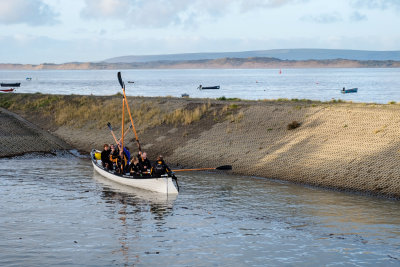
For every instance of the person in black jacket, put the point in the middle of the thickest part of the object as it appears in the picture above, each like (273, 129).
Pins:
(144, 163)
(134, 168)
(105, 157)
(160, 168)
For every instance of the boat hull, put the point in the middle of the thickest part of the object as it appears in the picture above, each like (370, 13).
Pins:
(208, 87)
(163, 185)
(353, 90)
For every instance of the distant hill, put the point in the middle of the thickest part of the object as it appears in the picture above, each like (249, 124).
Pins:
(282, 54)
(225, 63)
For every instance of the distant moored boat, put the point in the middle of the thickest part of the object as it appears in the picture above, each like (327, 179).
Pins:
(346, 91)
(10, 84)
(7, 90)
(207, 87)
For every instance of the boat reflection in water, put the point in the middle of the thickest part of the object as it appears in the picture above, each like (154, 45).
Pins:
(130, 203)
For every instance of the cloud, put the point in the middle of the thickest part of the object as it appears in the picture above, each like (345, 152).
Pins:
--
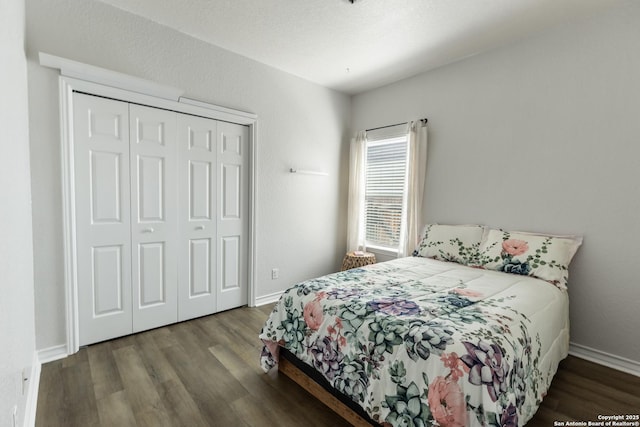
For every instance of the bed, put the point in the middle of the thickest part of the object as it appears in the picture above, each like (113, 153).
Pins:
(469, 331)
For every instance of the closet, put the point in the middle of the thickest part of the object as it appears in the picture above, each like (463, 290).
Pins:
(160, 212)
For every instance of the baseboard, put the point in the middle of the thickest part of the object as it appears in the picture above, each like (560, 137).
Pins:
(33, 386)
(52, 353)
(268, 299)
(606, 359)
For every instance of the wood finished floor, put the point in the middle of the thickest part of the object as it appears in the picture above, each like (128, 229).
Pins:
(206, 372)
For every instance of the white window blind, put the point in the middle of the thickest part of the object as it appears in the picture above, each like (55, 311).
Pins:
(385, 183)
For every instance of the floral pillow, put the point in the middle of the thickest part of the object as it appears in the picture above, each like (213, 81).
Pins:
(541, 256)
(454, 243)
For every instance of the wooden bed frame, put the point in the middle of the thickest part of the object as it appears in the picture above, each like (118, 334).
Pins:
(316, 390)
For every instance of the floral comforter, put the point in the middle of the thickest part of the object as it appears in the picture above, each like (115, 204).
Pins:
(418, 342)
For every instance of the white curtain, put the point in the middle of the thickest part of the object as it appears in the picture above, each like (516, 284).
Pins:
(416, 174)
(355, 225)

AIM OF THE EXERCISE: All lines that contain the word "boat" must be copied from the records above.

YOUR SOLUTION:
For every instance of the boat hull, put the point in the middle of the thickest part of the object as it appears in the picture above, each like (370, 13).
For every instance of the distant moored boat, put the point in the middle of the thickest part of the object as it appears in the picture above, each like (327, 179).
For every instance of the boat reflection in water, put the point in the middle of the thickest part of the object as it appears in the picture above, each like (154, 45).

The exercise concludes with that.